Page extract:
· · ·

The guests who came to kill
MEDICAL wisdom has it that parasites evolve to become less harmful to their hosts. For if they became more virulent and killed off their hosts, they would be terminating their own lives, too. But, a recently published 10-year field study of the relationship between Panama's fig wasps and roundworms that parasitise them found no evidence of time's benign influence on the roundworms (Science, Vol 259, No 5100).
Allen Herre, who conducted the study at the Smithsonian Tropical Research Institute station in Panama, says his work supports the heretical Darwinian view of medicine -- the easier it is for a parasite to find new hosts, the more virulent it is likely to be.
Herre found that in some species of fig wasps, many females lay eggs in the same fig providing the roundworms ample opportunity to escape the original host and infect the offspring of another. The result was that the infected wasps produced significantly fewer offspring. From an evolutionary standpoint, explains Herre, the hosts' offspring count is the most relevant measure of a parasite's virulence -- the more virulent the roundworm, the fewer offspring the fig wasp will produce.

· · ·

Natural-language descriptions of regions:
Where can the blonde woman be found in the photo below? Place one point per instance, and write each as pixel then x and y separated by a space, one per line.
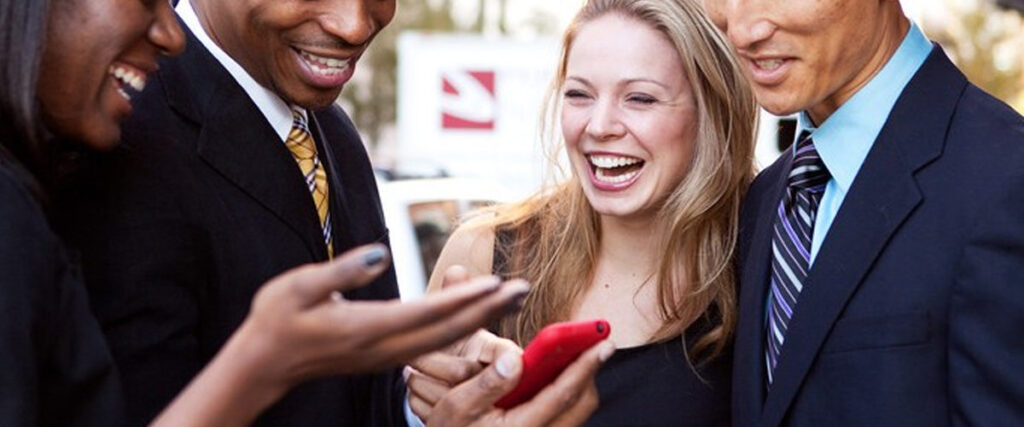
pixel 658 124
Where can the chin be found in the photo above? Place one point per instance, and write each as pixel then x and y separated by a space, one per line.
pixel 101 141
pixel 313 99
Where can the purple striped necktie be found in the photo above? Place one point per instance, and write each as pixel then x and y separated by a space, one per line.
pixel 792 233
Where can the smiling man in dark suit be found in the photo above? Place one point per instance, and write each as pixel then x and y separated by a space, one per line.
pixel 881 257
pixel 236 167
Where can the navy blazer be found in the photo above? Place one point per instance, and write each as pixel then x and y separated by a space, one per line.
pixel 56 369
pixel 912 312
pixel 199 207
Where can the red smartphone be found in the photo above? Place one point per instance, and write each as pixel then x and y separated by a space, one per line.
pixel 553 349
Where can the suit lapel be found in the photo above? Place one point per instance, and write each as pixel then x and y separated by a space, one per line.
pixel 236 140
pixel 883 196
pixel 340 215
pixel 750 368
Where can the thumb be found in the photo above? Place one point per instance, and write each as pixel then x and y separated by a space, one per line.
pixel 454 275
pixel 479 393
pixel 352 269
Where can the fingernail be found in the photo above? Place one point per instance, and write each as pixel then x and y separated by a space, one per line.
pixel 374 256
pixel 491 283
pixel 508 365
pixel 606 350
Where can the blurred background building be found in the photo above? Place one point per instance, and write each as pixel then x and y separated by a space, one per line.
pixel 454 88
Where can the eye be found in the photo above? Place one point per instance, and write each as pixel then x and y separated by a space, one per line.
pixel 574 94
pixel 641 98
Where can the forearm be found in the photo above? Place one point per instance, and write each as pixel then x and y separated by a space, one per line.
pixel 231 390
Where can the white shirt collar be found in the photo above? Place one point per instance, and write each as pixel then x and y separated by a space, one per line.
pixel 276 112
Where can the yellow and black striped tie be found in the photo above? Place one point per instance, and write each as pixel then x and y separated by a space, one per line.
pixel 303 148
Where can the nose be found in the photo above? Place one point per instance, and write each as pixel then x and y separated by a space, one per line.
pixel 605 122
pixel 743 22
pixel 356 22
pixel 165 31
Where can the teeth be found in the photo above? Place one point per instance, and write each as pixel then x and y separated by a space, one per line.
pixel 768 63
pixel 128 77
pixel 325 66
pixel 612 161
pixel 614 179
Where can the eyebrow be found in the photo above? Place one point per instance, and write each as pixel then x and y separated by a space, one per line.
pixel 587 83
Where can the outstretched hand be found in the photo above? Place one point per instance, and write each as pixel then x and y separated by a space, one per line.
pixel 300 327
pixel 567 401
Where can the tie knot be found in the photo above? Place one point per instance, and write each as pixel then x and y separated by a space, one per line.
pixel 808 171
pixel 299 141
pixel 299 120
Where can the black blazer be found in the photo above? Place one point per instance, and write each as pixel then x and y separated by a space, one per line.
pixel 913 310
pixel 56 370
pixel 199 207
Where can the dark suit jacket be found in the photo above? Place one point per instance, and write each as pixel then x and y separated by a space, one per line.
pixel 54 367
pixel 200 206
pixel 912 312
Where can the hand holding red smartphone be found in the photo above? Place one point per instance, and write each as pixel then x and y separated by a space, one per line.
pixel 553 349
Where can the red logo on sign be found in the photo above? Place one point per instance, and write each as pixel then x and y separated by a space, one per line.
pixel 468 99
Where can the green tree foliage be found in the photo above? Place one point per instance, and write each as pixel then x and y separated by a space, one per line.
pixel 987 43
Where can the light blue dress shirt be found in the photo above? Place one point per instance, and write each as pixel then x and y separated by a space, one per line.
pixel 844 139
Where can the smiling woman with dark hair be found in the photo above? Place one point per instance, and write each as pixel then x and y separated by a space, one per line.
pixel 70 71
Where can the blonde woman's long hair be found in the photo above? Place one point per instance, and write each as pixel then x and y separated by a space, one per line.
pixel 553 238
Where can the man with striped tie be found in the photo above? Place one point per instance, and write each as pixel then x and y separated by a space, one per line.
pixel 882 256
pixel 237 167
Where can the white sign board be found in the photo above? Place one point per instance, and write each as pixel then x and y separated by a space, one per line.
pixel 470 105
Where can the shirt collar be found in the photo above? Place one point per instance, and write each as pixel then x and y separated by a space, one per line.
pixel 276 112
pixel 844 139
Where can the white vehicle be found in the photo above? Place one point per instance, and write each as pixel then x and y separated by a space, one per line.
pixel 421 214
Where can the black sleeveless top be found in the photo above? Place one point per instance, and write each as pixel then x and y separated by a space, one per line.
pixel 653 384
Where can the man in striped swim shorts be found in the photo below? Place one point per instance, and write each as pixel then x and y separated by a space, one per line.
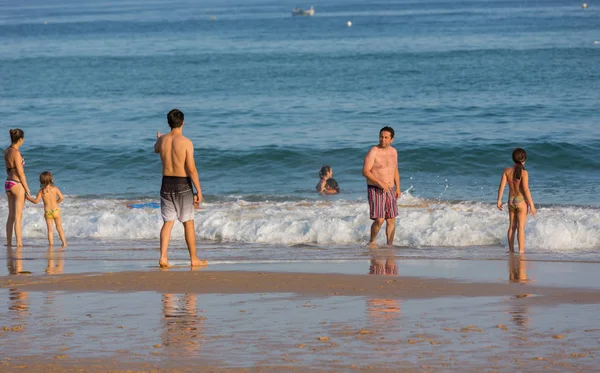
pixel 380 168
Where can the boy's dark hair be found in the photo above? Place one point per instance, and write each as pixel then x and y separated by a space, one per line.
pixel 175 118
pixel 332 184
pixel 46 179
pixel 387 129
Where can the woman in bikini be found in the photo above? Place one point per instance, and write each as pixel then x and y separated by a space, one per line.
pixel 15 186
pixel 519 199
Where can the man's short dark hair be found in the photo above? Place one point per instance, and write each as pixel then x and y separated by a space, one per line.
pixel 175 118
pixel 387 129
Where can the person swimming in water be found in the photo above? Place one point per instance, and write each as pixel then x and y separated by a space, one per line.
pixel 331 186
pixel 520 202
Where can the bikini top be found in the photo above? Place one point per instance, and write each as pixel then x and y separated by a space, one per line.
pixel 514 180
pixel 12 168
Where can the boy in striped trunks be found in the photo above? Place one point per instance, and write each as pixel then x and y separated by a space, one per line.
pixel 380 168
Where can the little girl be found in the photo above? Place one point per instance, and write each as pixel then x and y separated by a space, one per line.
pixel 325 174
pixel 51 196
pixel 519 199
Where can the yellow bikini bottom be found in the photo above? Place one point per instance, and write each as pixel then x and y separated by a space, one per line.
pixel 52 214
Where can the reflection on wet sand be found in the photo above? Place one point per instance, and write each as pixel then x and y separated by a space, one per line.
pixel 384 310
pixel 182 324
pixel 19 300
pixel 517 269
pixel 517 274
pixel 56 261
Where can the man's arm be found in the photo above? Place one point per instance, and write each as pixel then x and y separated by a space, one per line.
pixel 368 166
pixel 397 181
pixel 157 143
pixel 525 184
pixel 501 190
pixel 192 172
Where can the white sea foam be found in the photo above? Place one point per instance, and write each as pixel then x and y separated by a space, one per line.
pixel 420 223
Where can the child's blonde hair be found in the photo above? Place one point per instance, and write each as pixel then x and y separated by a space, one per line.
pixel 46 179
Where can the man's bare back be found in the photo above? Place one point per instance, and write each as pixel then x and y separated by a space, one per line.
pixel 173 149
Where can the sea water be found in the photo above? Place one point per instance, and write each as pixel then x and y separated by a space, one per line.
pixel 269 98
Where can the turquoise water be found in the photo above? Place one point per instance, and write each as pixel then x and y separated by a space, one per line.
pixel 270 98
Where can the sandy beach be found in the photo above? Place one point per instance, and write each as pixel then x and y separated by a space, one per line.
pixel 269 321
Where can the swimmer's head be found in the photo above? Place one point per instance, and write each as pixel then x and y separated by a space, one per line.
pixel 175 118
pixel 46 179
pixel 519 155
pixel 387 129
pixel 324 171
pixel 331 184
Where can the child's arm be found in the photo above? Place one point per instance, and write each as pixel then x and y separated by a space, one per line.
pixel 501 190
pixel 321 186
pixel 525 184
pixel 60 196
pixel 36 199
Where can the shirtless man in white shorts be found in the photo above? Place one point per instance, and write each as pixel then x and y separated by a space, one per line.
pixel 177 199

· · ·

Action item A: According to the article on fig wasps and roundworms, where did Allen Herre conduct his study?
Action item B: Rewrite the stretch of the fig wasp article from "Herre found that" through "wasp will produce.", replacing "original host" with "first host".
Action item C: Continue the article on fig wasps and their roundworm parasites from the point where it stops.

Your response A: At the Smithsonian Tropical Research Institute station in Panama.

Your response B:
Herre found that in some species of fig wasps, many females lay eggs in the same fig providing the roundworms ample opportunity to escape the first host and infect the offspring of another. The result was that the infected wasps produced significantly fewer offspring. From an evolutionary standpoint, explains Herre, the hosts' offspring count is the most relevant measure of a parasite's virulence -- the more virulent the roundworm, the fewer offspring the fig wasp will produce.

Your response C:
Earlier, Jim Bull and his colleagues at the University of Texas at Austin found that when they infected the bacterium Escherichia coli with a virus, the latter quickly evolved to be more benign, producing fewer toxins if it had just one host as company. But when it was introduced to several bacterial hosts, it once again became more virulent.
The two studies have important practical and theoretical implications. If the proponents of Darwinian medicine are right, decreasing disease transmission rates can not only stop the spread of infectious human diseases, it can also decrease their virulence.